__Article__:
--------------------------------
“John Doe” provision: The final language

posted at 2:59 pm on July 25, 2007 by Allahpundit

Audrey Hudson and the Wash Times have got it, but I didn’t want to bury it at the end of the other “John Doe” post so here you go:

The outstanding issues that were resolved include stripping the retroactive language that would have allowed the lawsuit to proceed against the “John Doe” passengers; restricting the reporting to terrorism and not other criminal activity, and limiting it to federal lawsuits.

If passed, the law will become retroactive from Oct. 1, 2006.

“Any person who, in good faith and based on objectively reasonable suspicion, makes or causes to be made, a voluntary report of covered activity to an authorized official shall be immune from civil liability under federal, state and local law for such report,” the conference language says.

Noam Askew sent me a link to CQ this morning which claims the language in the new draft was derived from H.R. 2291, a bill introduced by the GOP and co-sponsored by Peter King in May. Here’s the pertinent part. What’s different?

Any person who, in good faith, makes, or causes to be made, a voluntary disclosure of any suspicious transaction, activity, or occurrence … to any employee or agent of the Department of Homeland Security, the Department of Transportation, or the Department of Justice, any Federal, State, or local law enforcement officer, any transportation security officer, or any employee or agent of a transportation system shall be immune from civil liability to any person for such disclosure under any Federal, State, or local law.
--------------------------------
__Written instruction 1__:
Answer these from the blog post about the John Doe provision:
(a) At what time and on what date was the blog post published?
(b) If passed, from what date would the law become retroactive?
(c) Which named person co-sponsored H.R. 2291?
__Written instruction 2__: Pick up the blog post about the John Doe provision after its last sentence and keep writing.
The rows come from a different source than the blog post.

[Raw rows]
--------------------------------
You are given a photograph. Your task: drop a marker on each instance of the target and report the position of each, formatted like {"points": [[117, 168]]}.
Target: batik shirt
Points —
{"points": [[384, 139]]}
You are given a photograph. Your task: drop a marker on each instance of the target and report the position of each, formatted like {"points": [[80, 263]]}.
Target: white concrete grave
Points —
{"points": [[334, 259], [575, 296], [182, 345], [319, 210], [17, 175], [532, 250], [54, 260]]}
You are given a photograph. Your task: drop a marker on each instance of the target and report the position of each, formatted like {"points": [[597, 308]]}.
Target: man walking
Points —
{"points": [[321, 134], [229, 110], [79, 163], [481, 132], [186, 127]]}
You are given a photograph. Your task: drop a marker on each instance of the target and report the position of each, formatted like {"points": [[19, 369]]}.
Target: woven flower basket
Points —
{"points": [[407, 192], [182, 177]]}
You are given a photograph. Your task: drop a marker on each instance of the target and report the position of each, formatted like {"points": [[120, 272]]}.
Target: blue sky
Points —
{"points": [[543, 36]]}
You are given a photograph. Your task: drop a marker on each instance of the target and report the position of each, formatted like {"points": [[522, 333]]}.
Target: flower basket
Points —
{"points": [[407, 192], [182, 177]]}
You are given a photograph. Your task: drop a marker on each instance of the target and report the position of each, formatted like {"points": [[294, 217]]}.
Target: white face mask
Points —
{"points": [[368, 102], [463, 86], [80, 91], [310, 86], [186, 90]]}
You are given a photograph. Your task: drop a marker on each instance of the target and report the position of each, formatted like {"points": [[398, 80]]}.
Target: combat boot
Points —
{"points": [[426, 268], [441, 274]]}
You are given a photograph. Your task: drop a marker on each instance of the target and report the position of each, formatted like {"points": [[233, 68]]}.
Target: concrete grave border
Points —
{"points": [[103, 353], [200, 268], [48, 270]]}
--------------------------------
__Expected output 1__:
(a) 2:59 pm on July 25, 2007
(b) Oct. 1, 2006
(c) Peter King

__Expected output 2__:
Answer: The new language requires that there be an “objectively reasonable suspicion” for the immunity to apply. That’s the GOP’s concession to the concerns of Bennie Thompson and the Democrats that people would use their “John Doe” immunity to go around making all sorts of paranoid claims. In essence, it leaves things in the hands of the jury: if a passenger is sued for making a report and the jury decides that their suspicion was reasonable, the passenger is immune. If not, no immunity. It’s not foolproof, but it’s probably the best they could have done and King seem pretty pleased with it. If you’re going to drop a dime on a suspected jihadi, though, try not to do it in a blue state.

Update: Ace thinks they should have left well enough alone with the subjective standard, i.e., good faith.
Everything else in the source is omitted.